-- BEGIN Records for the task --
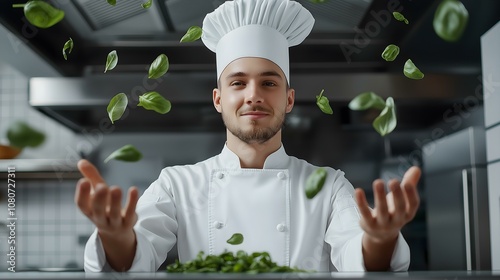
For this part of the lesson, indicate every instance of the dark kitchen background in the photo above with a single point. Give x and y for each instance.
(67, 100)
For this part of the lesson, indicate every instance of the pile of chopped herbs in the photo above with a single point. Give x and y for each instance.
(229, 262)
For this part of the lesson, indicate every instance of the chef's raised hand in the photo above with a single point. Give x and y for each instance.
(102, 205)
(383, 223)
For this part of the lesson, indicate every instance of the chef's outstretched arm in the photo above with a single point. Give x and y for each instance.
(383, 223)
(102, 205)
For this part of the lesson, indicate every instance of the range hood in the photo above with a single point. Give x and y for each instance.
(341, 55)
(80, 103)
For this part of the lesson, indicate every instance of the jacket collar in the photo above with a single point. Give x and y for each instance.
(277, 160)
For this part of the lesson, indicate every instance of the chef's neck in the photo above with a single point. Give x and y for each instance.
(253, 155)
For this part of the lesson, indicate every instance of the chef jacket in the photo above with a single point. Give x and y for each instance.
(201, 206)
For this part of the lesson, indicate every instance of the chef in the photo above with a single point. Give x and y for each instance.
(252, 187)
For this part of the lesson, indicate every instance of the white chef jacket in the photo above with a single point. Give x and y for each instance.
(201, 206)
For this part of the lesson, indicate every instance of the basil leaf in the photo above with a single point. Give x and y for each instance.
(117, 106)
(21, 135)
(315, 182)
(68, 47)
(400, 17)
(154, 101)
(366, 100)
(236, 239)
(126, 153)
(147, 5)
(390, 53)
(450, 20)
(323, 103)
(40, 13)
(411, 71)
(159, 67)
(386, 122)
(111, 61)
(193, 34)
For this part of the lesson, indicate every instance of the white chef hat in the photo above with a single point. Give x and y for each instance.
(256, 28)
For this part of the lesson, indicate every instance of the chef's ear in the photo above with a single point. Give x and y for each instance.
(290, 98)
(216, 99)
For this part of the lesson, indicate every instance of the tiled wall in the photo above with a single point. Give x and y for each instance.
(50, 228)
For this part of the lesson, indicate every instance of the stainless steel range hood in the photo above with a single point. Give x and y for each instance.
(80, 103)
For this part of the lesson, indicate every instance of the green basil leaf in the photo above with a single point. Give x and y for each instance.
(68, 47)
(41, 14)
(159, 67)
(154, 101)
(111, 61)
(117, 106)
(147, 5)
(367, 100)
(411, 71)
(386, 122)
(192, 34)
(315, 182)
(450, 20)
(126, 153)
(236, 239)
(400, 17)
(21, 135)
(390, 53)
(323, 103)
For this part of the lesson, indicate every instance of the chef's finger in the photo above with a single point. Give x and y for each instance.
(381, 209)
(99, 204)
(398, 198)
(115, 207)
(82, 196)
(130, 216)
(363, 206)
(89, 171)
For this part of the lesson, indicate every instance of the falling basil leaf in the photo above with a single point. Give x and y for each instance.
(40, 13)
(366, 100)
(411, 71)
(400, 17)
(323, 103)
(154, 101)
(21, 135)
(111, 61)
(147, 5)
(159, 67)
(390, 53)
(193, 34)
(315, 182)
(68, 47)
(126, 153)
(450, 20)
(236, 239)
(117, 106)
(386, 122)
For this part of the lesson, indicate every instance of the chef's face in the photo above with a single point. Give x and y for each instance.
(253, 98)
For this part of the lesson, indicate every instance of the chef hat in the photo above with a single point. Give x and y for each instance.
(256, 28)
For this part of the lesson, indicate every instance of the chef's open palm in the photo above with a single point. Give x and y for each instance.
(102, 204)
(392, 210)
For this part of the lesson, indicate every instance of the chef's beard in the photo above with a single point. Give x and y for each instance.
(255, 135)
-- END Records for the task --
→ **Brief**: Without including the pictures, reproduce all entries exactly.

→ **Response to this task**:
For this part of the lesson, indicate every instance of the dark kitchen background in the photo above with a single point. Give x and y for each instance.
(67, 100)
For this part of the lesson, indicate every instance of the pile of chopped herbs in the photo above with a single point. Give x and y for each instance.
(229, 262)
For this part of the lesson, indicate every instance of the chef's raised hand in the photo above with a single point. Give x and y for each instance.
(102, 205)
(383, 223)
For this part of the lesson, indicate every instance of the chef's outstretched arm in the photo above with a single point. Give x and y for each instance.
(383, 223)
(102, 205)
For this part of the lesson, indicate every instance of the range hood in the photo above with a single point. Give x and y for each instance.
(341, 55)
(80, 103)
For this part of the lesson, indicate every instance of the jacket collar in the photo above with a single point. Give x and y for each instance.
(277, 160)
For this part of the lesson, indicate every instance of the chef's neck in the photo above with a single point. Give x and y for each instance.
(253, 155)
For this part of the lesson, indicate every instance of the chef jacket in the photo above with a single point. Give x and y for each instance.
(201, 206)
For this part of the lesson, indicate every instance of the chef in the photo above with a single point. Give x and y for each instance.
(252, 187)
For this part of the lesson, indicate every instance of the white chef jacket in the photo above with a single point. Give x and y for each instance.
(201, 206)
For this part of the lesson, indicate every instance of the basil leaf in the photo above with a single point. Give x and y for each instance.
(117, 106)
(21, 135)
(315, 182)
(68, 47)
(400, 17)
(154, 101)
(366, 100)
(236, 239)
(126, 153)
(147, 5)
(390, 53)
(450, 20)
(323, 103)
(40, 13)
(411, 71)
(159, 67)
(386, 122)
(111, 61)
(193, 34)
For this part of the lesson, indicate every instance of the white chef hat in the photo above with a single point. Give x and y for each instance.
(256, 28)
For this part of the lesson, indicate every instance of the chef's ear in the photo above with a single point. Give x and y for each instance.
(290, 98)
(216, 99)
For this part of the lesson, indicate every instance of the tiled wall in the photo above with a single point. Give x and y for each instance.
(50, 228)
For this part of the lesson, indicate every instance of the stainless steel range hood in the photo above with a single point. Give x and y for each instance.
(80, 103)
For this part of the lesson, indicate every instance of the green basil leaf in the photo above with a single point. Give x and y for each instance.
(68, 47)
(41, 14)
(159, 67)
(154, 101)
(111, 61)
(117, 106)
(147, 5)
(367, 100)
(411, 71)
(386, 122)
(192, 34)
(315, 182)
(450, 20)
(126, 153)
(236, 239)
(400, 17)
(21, 135)
(390, 53)
(323, 103)
For this part of the lesson, indicate every instance of the chef's finger in the photo above with a single point. Give x and y for each instance.
(381, 209)
(99, 204)
(398, 198)
(115, 207)
(82, 196)
(130, 216)
(363, 206)
(89, 171)
For this part of the lesson, indicate every instance of the falling basil leaf in the photo above with a single point. Give x and y for each instance.
(40, 13)
(366, 100)
(411, 71)
(400, 17)
(323, 103)
(154, 101)
(21, 135)
(111, 61)
(147, 5)
(159, 67)
(390, 53)
(193, 34)
(315, 182)
(68, 47)
(126, 153)
(450, 20)
(236, 239)
(117, 106)
(386, 122)
For this part of the lesson, indicate every instance of the chef's face in the photo above with a single point. Give x and y for each instance.
(253, 98)
For this part of the lesson, indicate every instance of the chef hat in the photo above with a single point. Give x and y for each instance.
(256, 28)
For this part of the lesson, indicate every instance of the chef's open palm in the photo above with a single point. Give x and y for each instance.
(102, 204)
(392, 210)
For this part of the lesson, indicate every instance of the chef's beard in the photo above with a single point. Give x and y for each instance.
(255, 135)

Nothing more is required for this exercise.